- _Problem requirements_: How many lines in the records below contain the string "each"? Case matters, and the reply should be only the number.

— START Raw data —

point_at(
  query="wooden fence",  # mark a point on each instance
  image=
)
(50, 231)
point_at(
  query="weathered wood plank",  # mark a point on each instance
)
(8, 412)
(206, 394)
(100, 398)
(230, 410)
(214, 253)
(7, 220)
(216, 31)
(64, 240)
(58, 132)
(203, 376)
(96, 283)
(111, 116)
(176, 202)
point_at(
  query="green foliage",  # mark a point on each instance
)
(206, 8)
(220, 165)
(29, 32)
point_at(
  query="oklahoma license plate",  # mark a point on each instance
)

— END Raw data —
— START Raw data —

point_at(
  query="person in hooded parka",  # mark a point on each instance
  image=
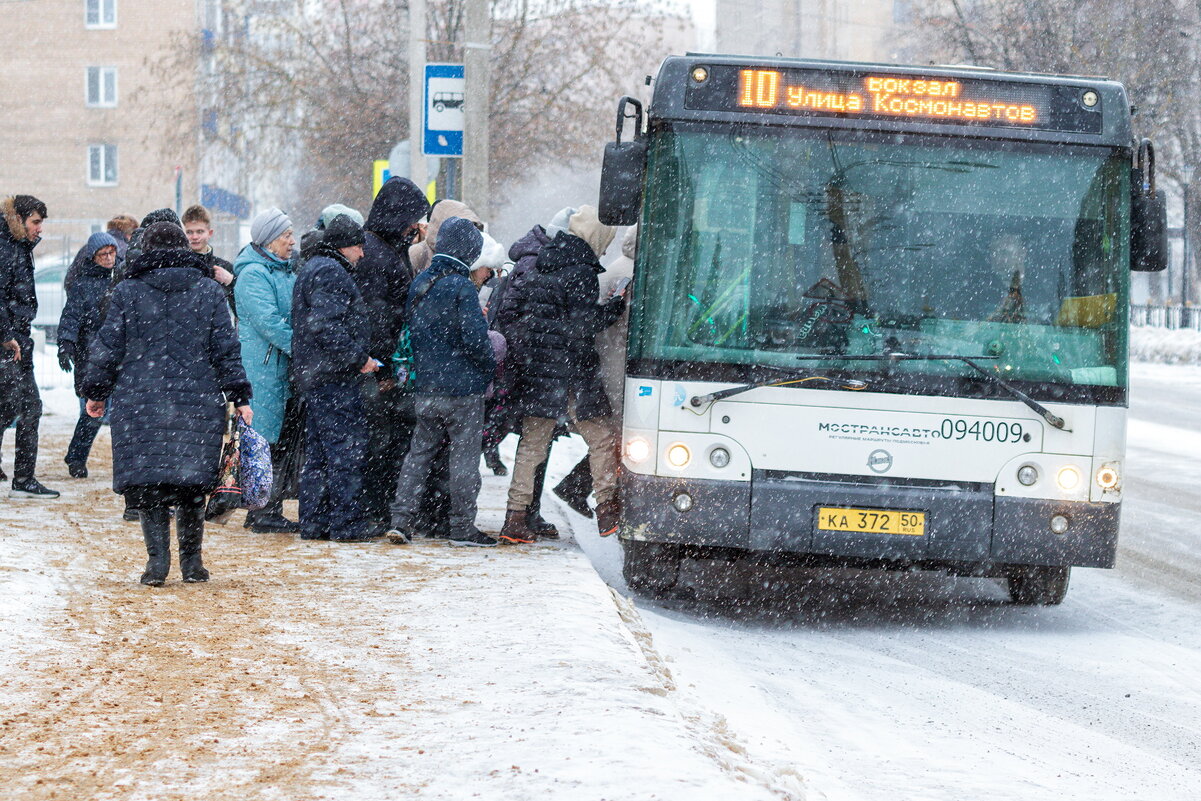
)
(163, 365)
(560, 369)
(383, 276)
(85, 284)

— END Raw data —
— START Raw data —

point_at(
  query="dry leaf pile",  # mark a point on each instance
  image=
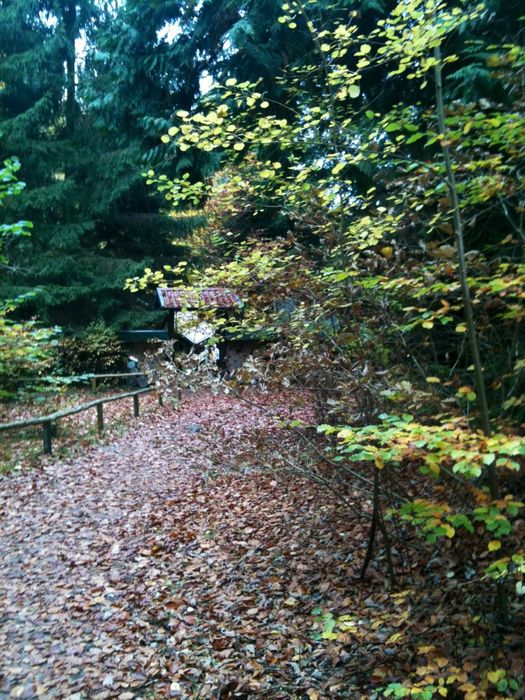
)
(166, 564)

— END Raw data —

- _Written reply_: 6